### Tasks to complete:
a: In the case report on tuberous sclerosis, who first described the disease, and in what year?
b: Using the case report on tuberous sclerosis, explain in one to three sentences why the set of seizures, mental retardation and adenoma sebaceum is called the Vogt triad.
c: Copy the case report on tuberous sclerosis word for word from "TUBEROUS SCLEROSIS: A" to "variable clinical manifestations.".
***** Extract provided
TUBEROUS SCLEROSIS: A Case Report with Oral Manifestation

Tuberous sclerosis (TS) complex is an autosomal dominant disease with largely variable clinical manifestations.


It belongs to the neurocutaneous disorders, or phacomatoses, such as neurofibromatosis, von Hippel-Lindau syndrome, and Sturge-Weber syndrome (Scully, 1977). The first to describe the disease was von Recklinghausen, in 1862, in a newborn child with multiple cardiac and brain tumors. However, the term TS was coined years later by Bourneville and Pringle who described the association of renal and cerebral lesions, but without cutaneous manifestations (Crino & Henske, 1999). In 1908, Vogt linked seizures, mental retardation and adenoma sebaceum (facial angiofibromas), known as the Vogt triad. This triad is only seen in a third of the cases (Morse, 1998). The incidence of TS ranges from 1/10,000 to 1/500,000, depending on the study (Scully, 1981; Gomez, 1988).
**********
***** Excerpted records
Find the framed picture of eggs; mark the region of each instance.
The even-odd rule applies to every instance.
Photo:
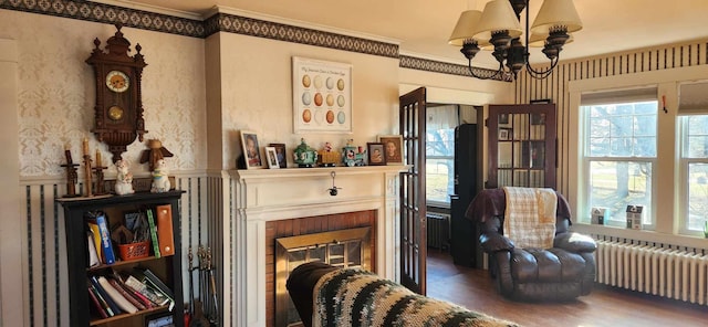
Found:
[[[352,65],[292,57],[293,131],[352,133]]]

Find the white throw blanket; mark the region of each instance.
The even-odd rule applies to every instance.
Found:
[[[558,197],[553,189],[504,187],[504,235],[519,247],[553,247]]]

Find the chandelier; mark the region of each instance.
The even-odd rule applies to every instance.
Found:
**********
***** Excerpted records
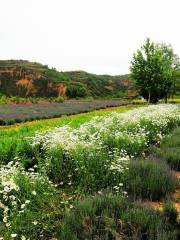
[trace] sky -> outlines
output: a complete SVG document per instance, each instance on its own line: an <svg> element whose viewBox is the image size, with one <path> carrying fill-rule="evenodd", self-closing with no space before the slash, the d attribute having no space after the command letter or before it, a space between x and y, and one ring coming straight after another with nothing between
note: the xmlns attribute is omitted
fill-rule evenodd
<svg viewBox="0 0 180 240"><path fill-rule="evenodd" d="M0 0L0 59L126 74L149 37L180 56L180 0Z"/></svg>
**********
### Task results:
a: Von Recklinghausen first described it, in 1862.

b: It carries Vogt's name because Vogt was the one who, in 1908, linked seizures, mental retardation and adenoma sebaceum (facial angiofibromas) together. The report adds that this triad is seen in only a third of cases.

c:
TUBEROUS SCLEROSIS: A Case Report with Oral Manifestation

Tuberous sclerosis (TS) complex is an autosomal dominant disease with largely variable clinical manifestations.